■ Listing:
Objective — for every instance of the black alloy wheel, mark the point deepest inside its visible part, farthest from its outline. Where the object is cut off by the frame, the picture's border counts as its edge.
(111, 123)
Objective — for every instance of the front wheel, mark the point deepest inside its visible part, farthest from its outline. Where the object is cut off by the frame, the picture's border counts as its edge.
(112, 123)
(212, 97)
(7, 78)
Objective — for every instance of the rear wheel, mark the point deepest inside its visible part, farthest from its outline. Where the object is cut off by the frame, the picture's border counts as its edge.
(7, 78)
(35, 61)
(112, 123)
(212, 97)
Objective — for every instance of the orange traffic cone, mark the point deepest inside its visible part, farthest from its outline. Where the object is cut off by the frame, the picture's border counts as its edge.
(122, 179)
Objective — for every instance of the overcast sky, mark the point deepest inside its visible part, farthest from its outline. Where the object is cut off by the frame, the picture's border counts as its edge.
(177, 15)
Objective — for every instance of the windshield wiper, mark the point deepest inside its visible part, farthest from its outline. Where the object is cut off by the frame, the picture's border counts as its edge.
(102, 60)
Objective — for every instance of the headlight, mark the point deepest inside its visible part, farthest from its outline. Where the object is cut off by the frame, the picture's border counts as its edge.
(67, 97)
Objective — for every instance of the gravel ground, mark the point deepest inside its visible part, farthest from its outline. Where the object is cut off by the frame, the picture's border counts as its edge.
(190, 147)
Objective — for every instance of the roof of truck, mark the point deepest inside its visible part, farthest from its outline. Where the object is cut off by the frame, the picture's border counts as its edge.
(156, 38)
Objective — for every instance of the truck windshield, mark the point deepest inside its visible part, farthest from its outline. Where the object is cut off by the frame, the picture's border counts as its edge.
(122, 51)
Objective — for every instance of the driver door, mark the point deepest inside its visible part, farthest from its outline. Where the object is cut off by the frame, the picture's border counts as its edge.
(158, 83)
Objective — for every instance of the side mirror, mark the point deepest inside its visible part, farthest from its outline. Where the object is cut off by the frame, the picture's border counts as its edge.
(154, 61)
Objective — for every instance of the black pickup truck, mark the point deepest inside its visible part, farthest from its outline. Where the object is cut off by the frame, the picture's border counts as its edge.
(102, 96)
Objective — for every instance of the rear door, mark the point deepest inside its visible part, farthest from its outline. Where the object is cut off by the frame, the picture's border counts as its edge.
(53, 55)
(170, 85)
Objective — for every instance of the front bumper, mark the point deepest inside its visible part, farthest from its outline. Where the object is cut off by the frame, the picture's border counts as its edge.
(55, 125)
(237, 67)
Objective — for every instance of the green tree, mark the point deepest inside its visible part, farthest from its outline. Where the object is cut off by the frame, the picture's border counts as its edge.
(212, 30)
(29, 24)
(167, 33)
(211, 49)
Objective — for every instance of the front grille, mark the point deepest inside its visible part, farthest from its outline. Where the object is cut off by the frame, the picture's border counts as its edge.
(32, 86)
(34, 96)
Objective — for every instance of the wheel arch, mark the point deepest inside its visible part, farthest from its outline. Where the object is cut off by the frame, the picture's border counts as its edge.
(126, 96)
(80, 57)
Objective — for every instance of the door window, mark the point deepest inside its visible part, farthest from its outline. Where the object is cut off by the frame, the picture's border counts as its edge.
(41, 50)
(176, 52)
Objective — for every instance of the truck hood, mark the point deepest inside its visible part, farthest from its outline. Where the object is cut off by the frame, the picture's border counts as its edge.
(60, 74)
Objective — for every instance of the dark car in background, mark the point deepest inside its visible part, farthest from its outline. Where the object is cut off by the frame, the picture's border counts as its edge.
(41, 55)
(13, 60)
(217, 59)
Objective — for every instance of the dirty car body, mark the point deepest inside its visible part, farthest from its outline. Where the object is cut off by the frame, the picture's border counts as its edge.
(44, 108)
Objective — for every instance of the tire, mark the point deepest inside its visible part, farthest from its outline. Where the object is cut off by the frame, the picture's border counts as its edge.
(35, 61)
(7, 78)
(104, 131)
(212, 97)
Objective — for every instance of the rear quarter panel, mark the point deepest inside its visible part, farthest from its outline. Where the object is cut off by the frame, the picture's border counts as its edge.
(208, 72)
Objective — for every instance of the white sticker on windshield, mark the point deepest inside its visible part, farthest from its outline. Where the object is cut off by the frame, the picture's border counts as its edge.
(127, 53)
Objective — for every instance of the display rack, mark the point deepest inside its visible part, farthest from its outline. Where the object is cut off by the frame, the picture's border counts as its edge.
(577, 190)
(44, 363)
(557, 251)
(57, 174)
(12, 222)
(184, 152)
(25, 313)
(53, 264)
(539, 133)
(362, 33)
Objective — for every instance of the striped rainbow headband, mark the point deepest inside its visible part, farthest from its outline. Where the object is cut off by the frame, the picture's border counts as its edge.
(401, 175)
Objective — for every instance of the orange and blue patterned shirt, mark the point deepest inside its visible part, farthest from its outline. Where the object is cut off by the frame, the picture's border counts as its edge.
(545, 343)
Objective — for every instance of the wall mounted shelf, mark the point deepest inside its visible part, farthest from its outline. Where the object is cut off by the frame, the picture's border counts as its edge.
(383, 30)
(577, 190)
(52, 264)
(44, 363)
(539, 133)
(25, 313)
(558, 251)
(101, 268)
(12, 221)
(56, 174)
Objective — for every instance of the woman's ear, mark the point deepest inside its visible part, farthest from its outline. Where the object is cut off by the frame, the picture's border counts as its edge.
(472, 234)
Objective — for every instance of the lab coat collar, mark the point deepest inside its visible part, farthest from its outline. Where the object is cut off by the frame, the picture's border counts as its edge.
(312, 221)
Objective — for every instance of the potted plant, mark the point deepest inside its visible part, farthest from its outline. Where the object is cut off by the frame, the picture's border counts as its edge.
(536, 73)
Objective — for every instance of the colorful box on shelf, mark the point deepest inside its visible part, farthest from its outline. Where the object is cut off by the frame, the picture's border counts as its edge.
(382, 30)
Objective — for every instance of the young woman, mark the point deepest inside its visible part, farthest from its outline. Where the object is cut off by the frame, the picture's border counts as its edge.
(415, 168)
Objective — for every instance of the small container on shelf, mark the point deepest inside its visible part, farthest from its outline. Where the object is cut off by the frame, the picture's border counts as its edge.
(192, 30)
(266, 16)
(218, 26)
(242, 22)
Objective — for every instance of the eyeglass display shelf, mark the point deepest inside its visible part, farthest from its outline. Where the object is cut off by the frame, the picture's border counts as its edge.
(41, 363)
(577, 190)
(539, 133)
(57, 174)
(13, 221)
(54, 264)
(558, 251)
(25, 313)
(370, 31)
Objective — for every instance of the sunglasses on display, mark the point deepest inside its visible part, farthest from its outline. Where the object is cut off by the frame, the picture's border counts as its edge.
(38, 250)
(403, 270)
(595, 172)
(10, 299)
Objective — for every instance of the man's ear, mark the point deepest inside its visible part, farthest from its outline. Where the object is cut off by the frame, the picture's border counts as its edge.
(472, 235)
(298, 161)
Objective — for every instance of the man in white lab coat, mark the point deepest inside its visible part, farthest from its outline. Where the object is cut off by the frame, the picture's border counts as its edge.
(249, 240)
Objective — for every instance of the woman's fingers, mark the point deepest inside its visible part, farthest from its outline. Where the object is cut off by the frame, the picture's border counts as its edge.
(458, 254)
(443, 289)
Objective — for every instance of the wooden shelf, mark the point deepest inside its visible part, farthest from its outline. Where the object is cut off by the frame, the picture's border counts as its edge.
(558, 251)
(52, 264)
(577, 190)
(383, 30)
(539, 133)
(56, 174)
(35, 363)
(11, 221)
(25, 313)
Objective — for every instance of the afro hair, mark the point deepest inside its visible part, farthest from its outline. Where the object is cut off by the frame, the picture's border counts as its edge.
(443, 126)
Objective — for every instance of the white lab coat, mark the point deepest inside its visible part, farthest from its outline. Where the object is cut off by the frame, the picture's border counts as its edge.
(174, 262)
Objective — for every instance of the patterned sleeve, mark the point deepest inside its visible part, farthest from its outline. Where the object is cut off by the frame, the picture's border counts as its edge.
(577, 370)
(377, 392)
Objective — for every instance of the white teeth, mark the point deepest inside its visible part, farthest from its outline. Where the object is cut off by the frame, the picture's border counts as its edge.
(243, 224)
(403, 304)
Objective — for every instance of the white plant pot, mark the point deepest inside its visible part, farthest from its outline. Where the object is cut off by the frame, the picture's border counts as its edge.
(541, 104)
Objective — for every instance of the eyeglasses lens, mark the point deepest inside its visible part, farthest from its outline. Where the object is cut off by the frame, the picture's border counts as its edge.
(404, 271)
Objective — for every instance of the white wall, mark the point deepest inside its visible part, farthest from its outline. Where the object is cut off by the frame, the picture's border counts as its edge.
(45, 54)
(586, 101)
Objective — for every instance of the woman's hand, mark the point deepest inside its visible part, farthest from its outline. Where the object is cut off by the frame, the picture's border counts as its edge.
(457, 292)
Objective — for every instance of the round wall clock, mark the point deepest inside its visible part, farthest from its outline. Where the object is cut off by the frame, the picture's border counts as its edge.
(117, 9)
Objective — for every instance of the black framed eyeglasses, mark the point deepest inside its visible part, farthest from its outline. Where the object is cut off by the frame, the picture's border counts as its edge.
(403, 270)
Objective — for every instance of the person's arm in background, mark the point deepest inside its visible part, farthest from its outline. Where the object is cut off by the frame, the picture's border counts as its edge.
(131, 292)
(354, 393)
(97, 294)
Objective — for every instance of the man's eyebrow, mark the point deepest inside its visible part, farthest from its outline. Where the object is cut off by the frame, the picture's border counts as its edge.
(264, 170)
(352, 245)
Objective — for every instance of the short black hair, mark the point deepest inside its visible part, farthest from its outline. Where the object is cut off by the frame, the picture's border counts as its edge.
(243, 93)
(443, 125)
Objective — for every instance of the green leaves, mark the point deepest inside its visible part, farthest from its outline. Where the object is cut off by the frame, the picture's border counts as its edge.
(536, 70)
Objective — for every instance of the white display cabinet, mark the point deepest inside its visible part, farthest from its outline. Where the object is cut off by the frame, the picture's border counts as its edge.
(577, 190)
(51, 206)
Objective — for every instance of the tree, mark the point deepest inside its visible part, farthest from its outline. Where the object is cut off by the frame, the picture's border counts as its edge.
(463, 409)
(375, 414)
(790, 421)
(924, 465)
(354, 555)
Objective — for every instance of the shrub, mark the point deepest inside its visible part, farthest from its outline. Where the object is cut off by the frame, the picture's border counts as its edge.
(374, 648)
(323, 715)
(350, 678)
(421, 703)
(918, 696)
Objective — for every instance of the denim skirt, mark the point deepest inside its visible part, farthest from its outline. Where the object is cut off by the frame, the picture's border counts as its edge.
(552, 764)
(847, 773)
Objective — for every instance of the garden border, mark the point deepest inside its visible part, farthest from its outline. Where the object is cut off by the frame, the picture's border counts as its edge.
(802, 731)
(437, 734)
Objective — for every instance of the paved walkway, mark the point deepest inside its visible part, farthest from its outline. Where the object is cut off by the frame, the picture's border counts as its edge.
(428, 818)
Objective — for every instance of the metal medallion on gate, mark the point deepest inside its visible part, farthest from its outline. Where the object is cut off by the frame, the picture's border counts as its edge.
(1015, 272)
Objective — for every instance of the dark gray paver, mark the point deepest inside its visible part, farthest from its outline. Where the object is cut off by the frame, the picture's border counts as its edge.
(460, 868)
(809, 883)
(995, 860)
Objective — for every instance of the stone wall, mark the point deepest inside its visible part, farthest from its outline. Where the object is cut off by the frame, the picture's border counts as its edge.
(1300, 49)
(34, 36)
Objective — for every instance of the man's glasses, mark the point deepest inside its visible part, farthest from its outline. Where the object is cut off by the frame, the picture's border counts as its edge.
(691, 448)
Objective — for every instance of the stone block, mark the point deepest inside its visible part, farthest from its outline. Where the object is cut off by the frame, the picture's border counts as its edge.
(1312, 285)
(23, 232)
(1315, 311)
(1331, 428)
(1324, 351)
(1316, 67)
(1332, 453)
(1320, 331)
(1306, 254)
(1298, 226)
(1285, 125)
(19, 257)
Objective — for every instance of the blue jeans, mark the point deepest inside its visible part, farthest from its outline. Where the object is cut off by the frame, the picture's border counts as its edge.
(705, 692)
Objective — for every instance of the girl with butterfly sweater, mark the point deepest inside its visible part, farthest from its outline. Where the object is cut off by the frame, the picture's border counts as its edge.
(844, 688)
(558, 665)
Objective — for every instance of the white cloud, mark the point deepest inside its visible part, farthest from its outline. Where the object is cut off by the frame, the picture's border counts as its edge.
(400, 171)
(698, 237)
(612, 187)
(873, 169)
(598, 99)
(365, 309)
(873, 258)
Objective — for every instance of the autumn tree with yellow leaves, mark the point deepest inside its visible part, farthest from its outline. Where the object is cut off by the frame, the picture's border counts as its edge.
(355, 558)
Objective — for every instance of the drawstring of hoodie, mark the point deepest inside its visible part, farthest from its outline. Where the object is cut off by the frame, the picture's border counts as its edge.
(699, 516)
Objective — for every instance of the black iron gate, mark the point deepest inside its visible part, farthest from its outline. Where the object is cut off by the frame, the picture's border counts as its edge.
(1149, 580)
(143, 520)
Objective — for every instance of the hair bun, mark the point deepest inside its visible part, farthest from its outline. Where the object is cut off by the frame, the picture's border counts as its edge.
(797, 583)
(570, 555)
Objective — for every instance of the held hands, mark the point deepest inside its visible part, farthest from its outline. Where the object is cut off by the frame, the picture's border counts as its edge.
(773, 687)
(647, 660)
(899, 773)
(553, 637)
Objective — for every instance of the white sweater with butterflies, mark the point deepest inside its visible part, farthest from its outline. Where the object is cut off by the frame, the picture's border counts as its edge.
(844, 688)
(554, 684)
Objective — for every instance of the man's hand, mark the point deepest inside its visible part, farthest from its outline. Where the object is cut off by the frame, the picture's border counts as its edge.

■ Exercise task:
Nothing outside the span should appear: transcribe the lines from the one containing "Objective — for every instance of the hair" through the last line of the records.

■ Problem solution:
Objective — for every instance of the hair bun, mark the point deepest inside its visible part, farthest from its outline. Where the object is cut off by the frame, the picture's border counts as its edge.
(797, 583)
(570, 555)
Objective — for every instance of the held hands, mark the point deepest inside its visible part, farthest from its outline. Where the object is cut off by the frame, the picture's border counts as its edge.
(773, 687)
(647, 660)
(899, 773)
(553, 637)
Objective — for every instance of the white sweater with butterflies, mark the point deepest inside its visible part, farthest from its outline. Where the object is cut off by the frame, the picture's border counts as its edge.
(844, 688)
(554, 684)
Objective — for every instance of the man's hand, mark the point deepest inside its visible part, farthest from its outline. Where the object is cut off by the frame, the picture's border counts as its edge.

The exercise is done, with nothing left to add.